Text:
* * * * *

Projects / Programmes
Intergration of the SPH method with conventional numerical methods and boundary conditions for simulation of water and sediment dynamics
| Code |
Science |
Field |
Subfield |
| 2.20.00 |
Engineering sciences and technologies |
Hydrology |
|
| Code |
Science |
Field |
| T220 |
Technological sciences |
Civil engineering, hydraulic engineering, offshore technology, soil mechanics |
| Code |
Science |
Field |
| 2.07 |
Engineering and Technology |
Environmental engineering
|
Smoothed Particle Hydrodynamic, Tis Isat code, SPHysics code, dam-break waves, free surface flow, pressure flow, multi-phase flow, sediment transport
Researchers (12)
Organisations (2)
Abstract
Numerical simulations of hydrodynamic phenomena and sediment transport are lately increasingly being simulated using meshless particle methods where the computing elements are mass particles. The relations between them change with time, which enables calculations of larger discontinuities and sudden changes in the fluid. This does away with some of the problems that appear in grid-based models (e.g. numeric diffusion) and also excludes the necessity of generating the grid. SPH (Smoothed Particle Hydrodynamics) is one of the oldest meshless methods.
Boundary conditions represent a special challenge in modelling with particle-based methods. Even modelling solid boundaries is not self-evident, as is the case with the Eulerian methods. Research on the influence of bottom roughness and objects on flood wave propagation is scarce. Modelling water-permeable boundary conditions is very demanding. A further challenge in simulating real phenomena is computational time, which can be decreased by coupling with computationally less demanding models. This option is applied when only a part of the domain is subject to rapid changes of the velocity field and surface. This happens at dam outlets, in the vicinity of which the flow is distinctly multidimensional and non-stationary and the surface is poorly defined. Below the dissipation structures or in reservoirs, however, the flow of water and sediments can be satisfactorily described with other models (e.g. two-dimensional SPH-based models or even simpler one-dimensional Eulerian models).
The main aim of the proposed project is to upgrade and extend the existing SPH model Tis Isat, which was developed by the project group, in order to take into account: 1) different types of bottom roughness, 2) water- and sediment-permeable boundary conditions, 3) coupling between models, i.e. 3a) between the 2D and 3D versions of Tis Isat, 3b) between models of different resolutions (model nesting), 3c) with conventional models. This would provide us with a tool that could be used in practice for demanding simulations regarding planning and operation of hydroenergy structures. By coupling models, we could simulate the flow of water and sediments with the accuracy that is required in specific parts of the domain. Greater precision would be used in the areas of outflows, dissipation structures, etc. and less precise methods would be applied in the reservoir. Research of bottom and wall roughness would contribute to more accurate simulations of surge front propagation in case of dam breaks.

* * * * *

Entries:
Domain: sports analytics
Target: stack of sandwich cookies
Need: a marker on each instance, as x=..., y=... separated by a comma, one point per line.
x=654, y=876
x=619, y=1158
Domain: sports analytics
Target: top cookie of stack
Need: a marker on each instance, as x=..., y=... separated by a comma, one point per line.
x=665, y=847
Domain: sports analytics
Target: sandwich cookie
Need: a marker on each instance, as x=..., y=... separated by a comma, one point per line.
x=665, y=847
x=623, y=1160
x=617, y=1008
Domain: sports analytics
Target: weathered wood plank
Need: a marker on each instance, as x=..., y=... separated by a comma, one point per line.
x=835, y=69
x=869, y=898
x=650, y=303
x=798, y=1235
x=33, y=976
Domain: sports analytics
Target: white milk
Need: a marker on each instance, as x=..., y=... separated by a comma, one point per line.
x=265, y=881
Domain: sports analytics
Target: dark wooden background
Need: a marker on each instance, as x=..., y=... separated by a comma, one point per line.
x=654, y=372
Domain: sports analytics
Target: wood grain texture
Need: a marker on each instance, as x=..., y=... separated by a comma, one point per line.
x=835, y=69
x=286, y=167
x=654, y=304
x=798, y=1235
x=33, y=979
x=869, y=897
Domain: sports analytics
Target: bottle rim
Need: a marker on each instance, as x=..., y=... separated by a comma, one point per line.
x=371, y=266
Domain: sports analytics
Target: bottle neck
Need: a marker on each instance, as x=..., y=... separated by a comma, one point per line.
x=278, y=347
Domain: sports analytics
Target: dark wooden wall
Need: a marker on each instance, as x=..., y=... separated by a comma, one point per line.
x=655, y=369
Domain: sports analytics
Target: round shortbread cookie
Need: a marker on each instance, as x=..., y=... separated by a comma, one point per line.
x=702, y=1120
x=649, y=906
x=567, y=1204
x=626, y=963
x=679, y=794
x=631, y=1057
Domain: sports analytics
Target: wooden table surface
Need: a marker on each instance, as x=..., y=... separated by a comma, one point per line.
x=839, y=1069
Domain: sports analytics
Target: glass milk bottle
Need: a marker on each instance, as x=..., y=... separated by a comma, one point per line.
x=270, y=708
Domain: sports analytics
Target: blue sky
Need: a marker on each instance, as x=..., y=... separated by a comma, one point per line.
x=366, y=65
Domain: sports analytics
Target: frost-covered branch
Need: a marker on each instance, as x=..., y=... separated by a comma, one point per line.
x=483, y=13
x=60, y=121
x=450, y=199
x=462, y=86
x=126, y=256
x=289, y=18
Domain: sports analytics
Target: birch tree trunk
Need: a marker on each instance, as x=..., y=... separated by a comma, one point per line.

* * * * *

Task details:
Reproduce the passage of the SPH project description from "Organisations (2)" up to and including "oldest meshless methods." word for word.

Exercise answer:
Organisations (2)
Abstract
Numerical simulations of hydrodynamic phenomena and sediment transport are lately increasingly being simulated using meshless particle methods where the computing elements are mass particles. The relations between them change with time, which enables calculations of larger discontinuities and sudden changes in the fluid. This does away with some of the problems that appear in grid-based models (e.g. numeric diffusion) and also excludes the necessity of generating the grid. SPH (Smoothed Particle Hydrodynamics) is one of the oldest meshless methods.